◆ **Objective**
Can you reproduce every line of the records below, character for character, leaving out the pictures?

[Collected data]
begin

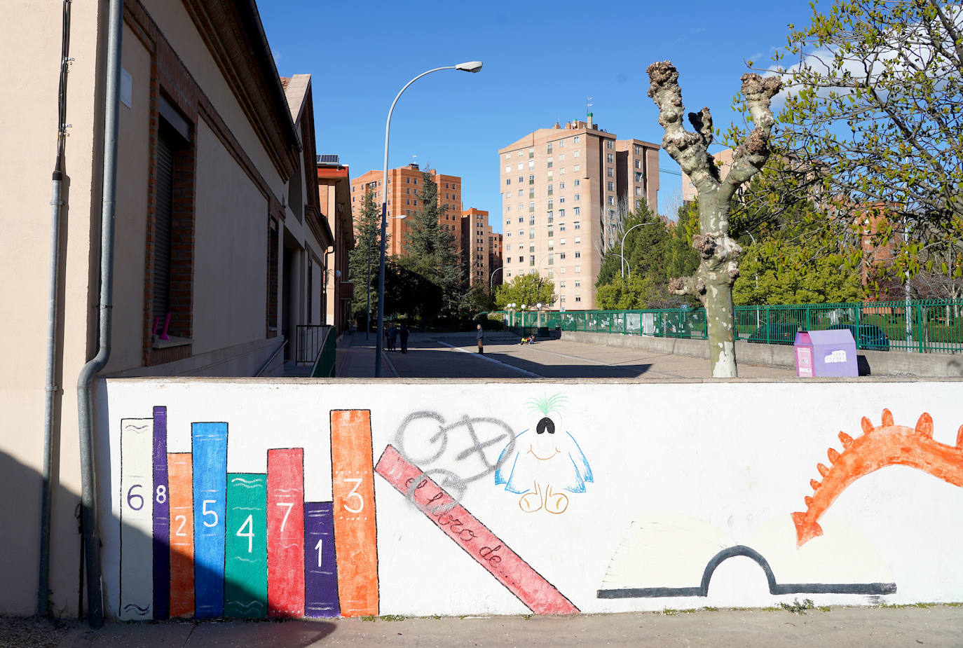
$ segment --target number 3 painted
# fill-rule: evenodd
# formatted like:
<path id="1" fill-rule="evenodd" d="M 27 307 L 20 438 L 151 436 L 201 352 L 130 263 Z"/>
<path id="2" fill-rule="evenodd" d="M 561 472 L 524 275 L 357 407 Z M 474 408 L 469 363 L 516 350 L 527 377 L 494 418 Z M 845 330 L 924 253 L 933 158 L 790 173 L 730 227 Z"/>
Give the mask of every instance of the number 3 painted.
<path id="1" fill-rule="evenodd" d="M 346 497 L 345 499 L 349 500 L 349 499 L 351 499 L 352 497 L 356 497 L 357 500 L 358 500 L 358 507 L 357 508 L 351 508 L 347 504 L 345 504 L 345 510 L 347 510 L 349 513 L 360 513 L 362 510 L 364 510 L 364 500 L 361 499 L 361 496 L 357 492 L 358 488 L 361 487 L 361 478 L 360 477 L 349 477 L 349 478 L 346 478 L 344 480 L 344 481 L 351 481 L 351 482 L 352 482 L 354 484 L 354 487 L 351 488 L 351 491 L 350 493 L 348 493 L 348 497 Z"/>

end

◆ **In response**
$ segment --target number 3 painted
# fill-rule: evenodd
# formatted like:
<path id="1" fill-rule="evenodd" d="M 27 307 L 20 438 L 151 436 L 201 352 L 130 263 Z"/>
<path id="2" fill-rule="evenodd" d="M 561 472 L 524 275 L 357 407 Z M 474 408 L 469 363 L 516 350 L 527 377 L 494 418 Z M 845 330 L 924 253 L 933 158 L 790 173 L 730 227 Z"/>
Give the mask of every instance of the number 3 painted.
<path id="1" fill-rule="evenodd" d="M 346 497 L 345 499 L 349 500 L 349 499 L 351 499 L 352 497 L 356 497 L 357 500 L 358 500 L 358 507 L 357 508 L 351 508 L 347 504 L 345 504 L 345 510 L 347 510 L 349 513 L 360 513 L 362 510 L 364 510 L 364 500 L 361 499 L 361 496 L 357 492 L 358 488 L 361 487 L 361 478 L 360 477 L 349 477 L 349 478 L 346 478 L 344 480 L 344 481 L 351 481 L 351 482 L 352 482 L 354 484 L 354 487 L 351 488 L 351 491 L 350 493 L 348 493 L 348 497 Z"/>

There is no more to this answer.